>> start Source excerpt
The paper is structured as follows: Section 2 introduces the fundamental concepts of graph theory and consensus theory, along with the distributed parameter model for asymmetric flexible spacecraft. In Section 3, we present the matrices relevant to the actuator multi-agent system and propose the DCC strategy. The stability of the closed-loop control system and the conditions for parameter settings are derived using the Lyapunov direct method. Section 4 demonstrates the control performance and fault-tolerant capability of the DCC through two case studies. Finally, Section 5 concludes the paper.

2. Dynamics Modeling

This paper addresses the distributed cooperative control problem for flexible spacecraft governed by coupled ODE-PDE dynamics. The control objective requires simultaneous precision attitude maneuvering and synchronized vibration suppression in flexible appendages through a distributed piezoelectric actuator network. Building upon our prior centralized control framework [22,26], we propose a fully distributed architecture where actuators utilize only local strain/curvature measurements and neighbor communication. Crucially, this approach not only guarantees global stability for both attitude tracking and vibration synchronization under ODE-PDE coupling constraints but also enhances system robustness and fault tolerance. The theoretical advances focus on distributed control synthesis and stability analysis, while adopting the coupled system model from [22,26].
>> end Source excerpt
>> start Data supplied
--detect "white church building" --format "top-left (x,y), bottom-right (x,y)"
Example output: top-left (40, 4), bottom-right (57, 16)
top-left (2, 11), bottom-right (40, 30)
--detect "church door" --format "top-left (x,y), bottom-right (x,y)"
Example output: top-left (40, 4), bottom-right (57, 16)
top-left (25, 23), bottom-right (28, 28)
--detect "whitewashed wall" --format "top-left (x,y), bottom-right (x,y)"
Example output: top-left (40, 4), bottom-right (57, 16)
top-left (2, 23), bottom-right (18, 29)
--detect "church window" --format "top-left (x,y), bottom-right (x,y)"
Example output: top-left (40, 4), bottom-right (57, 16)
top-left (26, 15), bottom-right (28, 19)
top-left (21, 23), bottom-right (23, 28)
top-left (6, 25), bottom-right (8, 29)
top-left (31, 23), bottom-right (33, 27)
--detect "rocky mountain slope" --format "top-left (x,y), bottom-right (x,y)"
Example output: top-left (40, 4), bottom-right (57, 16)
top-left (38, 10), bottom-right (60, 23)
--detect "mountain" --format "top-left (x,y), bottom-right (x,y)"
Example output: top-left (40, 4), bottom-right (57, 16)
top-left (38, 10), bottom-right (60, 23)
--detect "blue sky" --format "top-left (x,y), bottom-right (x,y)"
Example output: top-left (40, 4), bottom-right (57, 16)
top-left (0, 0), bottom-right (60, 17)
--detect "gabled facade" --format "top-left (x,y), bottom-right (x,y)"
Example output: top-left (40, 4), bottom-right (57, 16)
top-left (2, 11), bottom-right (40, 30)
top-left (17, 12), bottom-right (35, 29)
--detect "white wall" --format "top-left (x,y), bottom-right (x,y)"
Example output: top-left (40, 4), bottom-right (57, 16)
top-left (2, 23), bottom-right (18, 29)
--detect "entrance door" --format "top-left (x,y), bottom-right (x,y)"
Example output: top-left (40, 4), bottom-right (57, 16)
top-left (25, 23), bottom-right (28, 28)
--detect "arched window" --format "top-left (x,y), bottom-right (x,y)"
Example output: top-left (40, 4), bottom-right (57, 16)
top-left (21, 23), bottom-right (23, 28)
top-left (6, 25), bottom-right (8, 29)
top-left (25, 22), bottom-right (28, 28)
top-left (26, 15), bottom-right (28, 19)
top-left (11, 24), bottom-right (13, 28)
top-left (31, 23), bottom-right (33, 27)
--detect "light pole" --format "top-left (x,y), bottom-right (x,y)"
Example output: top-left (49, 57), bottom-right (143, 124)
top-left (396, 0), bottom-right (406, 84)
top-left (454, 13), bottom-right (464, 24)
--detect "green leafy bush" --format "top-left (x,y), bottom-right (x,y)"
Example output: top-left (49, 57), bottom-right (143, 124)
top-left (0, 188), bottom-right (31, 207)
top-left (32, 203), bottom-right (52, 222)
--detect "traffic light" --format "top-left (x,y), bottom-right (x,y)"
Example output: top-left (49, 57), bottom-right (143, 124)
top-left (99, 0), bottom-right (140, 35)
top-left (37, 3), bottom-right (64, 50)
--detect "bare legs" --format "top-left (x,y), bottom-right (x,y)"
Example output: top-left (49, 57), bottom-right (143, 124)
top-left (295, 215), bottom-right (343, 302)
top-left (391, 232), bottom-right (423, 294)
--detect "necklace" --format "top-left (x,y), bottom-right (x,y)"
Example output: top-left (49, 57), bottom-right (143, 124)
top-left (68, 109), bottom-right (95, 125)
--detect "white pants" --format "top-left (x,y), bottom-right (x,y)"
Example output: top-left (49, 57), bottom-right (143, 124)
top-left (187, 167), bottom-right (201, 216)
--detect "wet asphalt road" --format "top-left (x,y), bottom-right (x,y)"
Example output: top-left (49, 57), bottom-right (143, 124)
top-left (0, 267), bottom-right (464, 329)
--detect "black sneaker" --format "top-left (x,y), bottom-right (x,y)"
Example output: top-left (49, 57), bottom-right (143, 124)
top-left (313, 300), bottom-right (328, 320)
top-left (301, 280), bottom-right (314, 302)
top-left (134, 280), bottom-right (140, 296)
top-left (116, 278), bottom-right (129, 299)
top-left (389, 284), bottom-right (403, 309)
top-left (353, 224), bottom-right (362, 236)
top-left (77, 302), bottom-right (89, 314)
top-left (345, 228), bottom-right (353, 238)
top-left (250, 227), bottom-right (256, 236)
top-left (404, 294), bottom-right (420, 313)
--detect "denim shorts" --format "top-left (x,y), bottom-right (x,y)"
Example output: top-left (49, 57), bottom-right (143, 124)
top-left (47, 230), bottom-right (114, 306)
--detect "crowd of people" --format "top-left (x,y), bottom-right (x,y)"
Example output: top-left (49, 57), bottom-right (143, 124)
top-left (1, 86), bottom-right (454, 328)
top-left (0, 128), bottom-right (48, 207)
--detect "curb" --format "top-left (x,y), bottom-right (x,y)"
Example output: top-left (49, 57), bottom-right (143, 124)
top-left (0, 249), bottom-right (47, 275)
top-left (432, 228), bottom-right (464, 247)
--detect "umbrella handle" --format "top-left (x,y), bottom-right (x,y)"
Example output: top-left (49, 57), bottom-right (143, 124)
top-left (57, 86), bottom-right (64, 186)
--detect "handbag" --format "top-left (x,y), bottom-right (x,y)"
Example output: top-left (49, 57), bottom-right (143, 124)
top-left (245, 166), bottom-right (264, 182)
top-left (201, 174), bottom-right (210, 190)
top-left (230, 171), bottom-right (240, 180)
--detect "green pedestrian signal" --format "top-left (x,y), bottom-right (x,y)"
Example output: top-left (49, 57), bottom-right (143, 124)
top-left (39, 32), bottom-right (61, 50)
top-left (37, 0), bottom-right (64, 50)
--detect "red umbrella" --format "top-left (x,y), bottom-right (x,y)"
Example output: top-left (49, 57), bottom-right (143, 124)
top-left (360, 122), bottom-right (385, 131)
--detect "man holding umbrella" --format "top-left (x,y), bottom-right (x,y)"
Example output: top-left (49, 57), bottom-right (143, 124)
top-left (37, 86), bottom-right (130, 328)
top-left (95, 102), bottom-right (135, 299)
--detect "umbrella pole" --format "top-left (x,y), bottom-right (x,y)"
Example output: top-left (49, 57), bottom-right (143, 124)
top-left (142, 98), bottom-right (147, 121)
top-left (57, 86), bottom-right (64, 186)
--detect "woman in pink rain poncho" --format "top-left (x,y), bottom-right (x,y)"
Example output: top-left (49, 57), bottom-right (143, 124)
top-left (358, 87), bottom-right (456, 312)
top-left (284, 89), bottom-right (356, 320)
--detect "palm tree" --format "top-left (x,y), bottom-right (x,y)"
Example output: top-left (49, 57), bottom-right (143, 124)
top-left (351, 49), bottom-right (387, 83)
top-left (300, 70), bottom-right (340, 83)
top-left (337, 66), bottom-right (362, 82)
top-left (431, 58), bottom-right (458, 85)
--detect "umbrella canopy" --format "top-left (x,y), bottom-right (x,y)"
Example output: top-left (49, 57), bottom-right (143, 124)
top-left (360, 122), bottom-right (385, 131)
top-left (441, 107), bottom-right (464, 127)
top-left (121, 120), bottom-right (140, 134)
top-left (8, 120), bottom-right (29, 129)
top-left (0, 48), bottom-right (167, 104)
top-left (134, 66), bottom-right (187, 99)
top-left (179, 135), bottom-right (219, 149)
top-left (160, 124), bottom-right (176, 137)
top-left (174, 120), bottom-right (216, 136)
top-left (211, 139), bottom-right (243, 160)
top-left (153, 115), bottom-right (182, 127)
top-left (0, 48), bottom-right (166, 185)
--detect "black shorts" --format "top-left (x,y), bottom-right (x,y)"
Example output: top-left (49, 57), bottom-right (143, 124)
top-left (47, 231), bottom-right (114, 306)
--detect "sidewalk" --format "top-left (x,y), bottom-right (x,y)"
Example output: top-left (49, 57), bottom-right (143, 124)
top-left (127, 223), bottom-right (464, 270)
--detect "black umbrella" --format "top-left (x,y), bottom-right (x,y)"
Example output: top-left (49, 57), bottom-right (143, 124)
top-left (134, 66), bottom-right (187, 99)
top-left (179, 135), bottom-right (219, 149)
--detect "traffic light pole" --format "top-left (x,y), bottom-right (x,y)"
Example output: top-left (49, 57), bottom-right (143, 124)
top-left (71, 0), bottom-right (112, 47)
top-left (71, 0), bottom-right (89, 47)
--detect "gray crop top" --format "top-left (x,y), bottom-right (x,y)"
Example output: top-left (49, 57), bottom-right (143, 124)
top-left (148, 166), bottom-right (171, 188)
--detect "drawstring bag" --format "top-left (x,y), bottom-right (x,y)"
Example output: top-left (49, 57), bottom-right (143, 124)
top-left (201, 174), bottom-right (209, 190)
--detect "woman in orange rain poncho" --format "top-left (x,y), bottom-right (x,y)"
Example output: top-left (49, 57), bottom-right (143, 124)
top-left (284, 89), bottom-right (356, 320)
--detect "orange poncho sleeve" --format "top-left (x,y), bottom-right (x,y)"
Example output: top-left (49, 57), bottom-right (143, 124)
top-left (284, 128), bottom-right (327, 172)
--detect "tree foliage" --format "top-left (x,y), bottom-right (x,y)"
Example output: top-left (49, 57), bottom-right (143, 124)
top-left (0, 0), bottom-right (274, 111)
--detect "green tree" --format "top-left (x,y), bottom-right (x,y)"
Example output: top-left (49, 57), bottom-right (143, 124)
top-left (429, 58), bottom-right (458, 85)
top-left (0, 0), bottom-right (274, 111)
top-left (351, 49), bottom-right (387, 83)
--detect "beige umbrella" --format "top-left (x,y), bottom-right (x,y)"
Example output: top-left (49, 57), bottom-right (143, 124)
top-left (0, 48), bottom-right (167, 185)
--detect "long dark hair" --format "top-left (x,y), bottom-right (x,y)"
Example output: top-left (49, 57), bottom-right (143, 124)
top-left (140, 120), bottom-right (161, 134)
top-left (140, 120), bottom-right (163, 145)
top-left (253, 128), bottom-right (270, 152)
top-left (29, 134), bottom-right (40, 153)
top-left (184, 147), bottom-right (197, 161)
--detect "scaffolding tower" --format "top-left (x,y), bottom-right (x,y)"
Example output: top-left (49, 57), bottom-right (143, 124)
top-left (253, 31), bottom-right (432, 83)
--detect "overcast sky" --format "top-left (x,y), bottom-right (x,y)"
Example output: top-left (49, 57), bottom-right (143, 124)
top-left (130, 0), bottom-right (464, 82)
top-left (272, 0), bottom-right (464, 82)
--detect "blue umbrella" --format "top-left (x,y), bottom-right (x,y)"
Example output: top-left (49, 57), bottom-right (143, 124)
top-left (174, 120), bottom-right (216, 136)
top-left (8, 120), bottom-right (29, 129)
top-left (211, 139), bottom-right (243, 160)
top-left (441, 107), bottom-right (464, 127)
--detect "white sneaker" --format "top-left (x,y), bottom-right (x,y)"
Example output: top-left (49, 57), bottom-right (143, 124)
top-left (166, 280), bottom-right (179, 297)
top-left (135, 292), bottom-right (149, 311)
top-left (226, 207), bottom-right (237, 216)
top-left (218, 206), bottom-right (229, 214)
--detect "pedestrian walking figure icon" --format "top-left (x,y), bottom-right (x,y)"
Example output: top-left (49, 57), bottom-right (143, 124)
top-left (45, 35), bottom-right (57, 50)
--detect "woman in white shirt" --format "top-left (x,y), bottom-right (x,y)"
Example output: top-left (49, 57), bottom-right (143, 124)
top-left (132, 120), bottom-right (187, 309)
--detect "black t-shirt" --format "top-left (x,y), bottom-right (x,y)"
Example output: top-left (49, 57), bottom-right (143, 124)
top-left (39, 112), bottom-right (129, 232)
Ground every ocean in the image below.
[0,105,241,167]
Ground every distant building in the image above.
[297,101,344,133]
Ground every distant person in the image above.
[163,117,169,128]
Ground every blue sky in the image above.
>> end Data supplied
To do –
• A. In the flexible spacecraft excerpt, what method is used to derive the stability of the closed-loop system and the conditions for parameter settings?
• B. Continue the flexible spacecraft excerpt from its last sentence.

Answers to the problems –
• A. The Lyapunov direct method.

• B.
2.1. Basis of Graph Theory

Algebraic graph theory serves as the foundation for the distributed cooperative control of multi-agent systems. In this section, we provide a concise introduction to the fundamental concepts in algebraic graph theory. For a more comprehensive understanding, readers are encouraged to consult the works of scholars such as Godsil ([27]) and Diestel ([28]).

Definition 1: 

The Laplace matrix  $\mathit{L}$ of the graph  $\mathit{G}$ is defined as follows:

$$\mathit{L}=\mathit{D}-\mathit{A}=(l_{ij})\in {ℝ}^{n\times n}$$

(1)

where $\mathit{D}\in {ℝ}^{n\times n}$ represents the weighted in-degree matrix, and $\mathit{A}\in {ℝ}^{n\times n}$ denotes the weighted adjacency matrix, n denotes the number of vertexes in the graph  $\mathit{G}$.

The elements $l_{ij}$ of the Laplace matrix $\mathit{L}\in {ℝ}^{n\times n}$ satisfy the following expression:

$$\begin{array}{l}{l}_{ii}={\displaystyle \sum _{j=1,j\ne i}^n{a}_{ij}},i=j\\ l_{ij}=-a_{ij},i\ne j\end{array}$$

(2)

Therefore, the Laplace matrix $\mathit{L}$ satisfies the following properties: $l_{ij}\le 0,i\ne j$ and ${\displaystyle {\sum }_{j=1}^n{l}_{ij}=0},i=1,2,\dots ,n$. For an undirected graph, $\mathit{L}$ is symmetric; For a directed graph, $\mathit{L}$ may be asymmetric.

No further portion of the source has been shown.